What is required:
Recast the records below as a two-column CSV with the header "record_text" and "answer", one row per record, covering only the stretch from the line containing "Note to the class: point at the man in brown" through the line containing "<point>323,509</point>", both ends included. Put each record's text and its answer in a single double-quoted field, with line breaks replaced by spaces.

Records for processing:

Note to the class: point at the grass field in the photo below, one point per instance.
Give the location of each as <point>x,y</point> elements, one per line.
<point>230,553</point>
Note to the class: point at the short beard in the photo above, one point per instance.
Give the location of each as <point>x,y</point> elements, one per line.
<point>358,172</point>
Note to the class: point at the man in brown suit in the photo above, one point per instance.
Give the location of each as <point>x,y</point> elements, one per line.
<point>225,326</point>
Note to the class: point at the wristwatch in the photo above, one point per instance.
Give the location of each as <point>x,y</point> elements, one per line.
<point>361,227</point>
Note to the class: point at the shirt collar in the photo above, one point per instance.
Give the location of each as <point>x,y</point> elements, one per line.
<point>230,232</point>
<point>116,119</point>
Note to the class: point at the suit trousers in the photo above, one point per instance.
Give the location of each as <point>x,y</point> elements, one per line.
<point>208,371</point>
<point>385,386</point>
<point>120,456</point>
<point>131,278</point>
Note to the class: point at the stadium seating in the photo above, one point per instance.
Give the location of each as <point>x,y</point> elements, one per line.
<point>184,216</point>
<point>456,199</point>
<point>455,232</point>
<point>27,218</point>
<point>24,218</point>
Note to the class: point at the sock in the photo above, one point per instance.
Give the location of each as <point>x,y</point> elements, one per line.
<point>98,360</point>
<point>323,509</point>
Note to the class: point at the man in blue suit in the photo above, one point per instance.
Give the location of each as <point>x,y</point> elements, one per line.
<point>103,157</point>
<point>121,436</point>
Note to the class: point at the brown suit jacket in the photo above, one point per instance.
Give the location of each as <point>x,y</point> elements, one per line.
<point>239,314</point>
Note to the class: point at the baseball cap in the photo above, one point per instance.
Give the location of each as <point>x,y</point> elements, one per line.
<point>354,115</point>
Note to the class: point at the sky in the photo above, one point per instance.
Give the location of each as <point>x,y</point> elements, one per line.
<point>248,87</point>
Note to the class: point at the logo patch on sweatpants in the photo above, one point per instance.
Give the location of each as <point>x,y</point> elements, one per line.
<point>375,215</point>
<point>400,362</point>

Full response:
record_text,answer
"Note to the class: point at the man in brown suit in the photo above, one point per instance. Give the location of each as <point>x,y</point> elements, one per line.","<point>225,326</point>"
"Note to the class: point at the wristwatch in the photo above, one point per instance. Give the location of each as <point>x,y</point> elements, one per line.","<point>361,227</point>"
"Note to the class: point at the shirt collar in the photo above, one point per instance. Give the location of each as <point>x,y</point> elements, one per line.","<point>230,232</point> <point>116,119</point>"
"Note to the class: point at the suit trousers in the photo above, one point per instance. Give the location of each as <point>x,y</point> elements, one per line.","<point>208,371</point> <point>385,386</point> <point>120,456</point> <point>131,278</point>"
"Note to the class: point at the stadium seating in the photo above, one point per instance. Give the location of each as <point>x,y</point> elements, one per line.","<point>184,216</point> <point>456,199</point> <point>455,232</point> <point>27,218</point> <point>24,218</point>"
"Note to the class: point at the sock in the photo above, one point per instance. Give the location of each as <point>x,y</point> elements, one per line.","<point>98,360</point> <point>323,509</point>"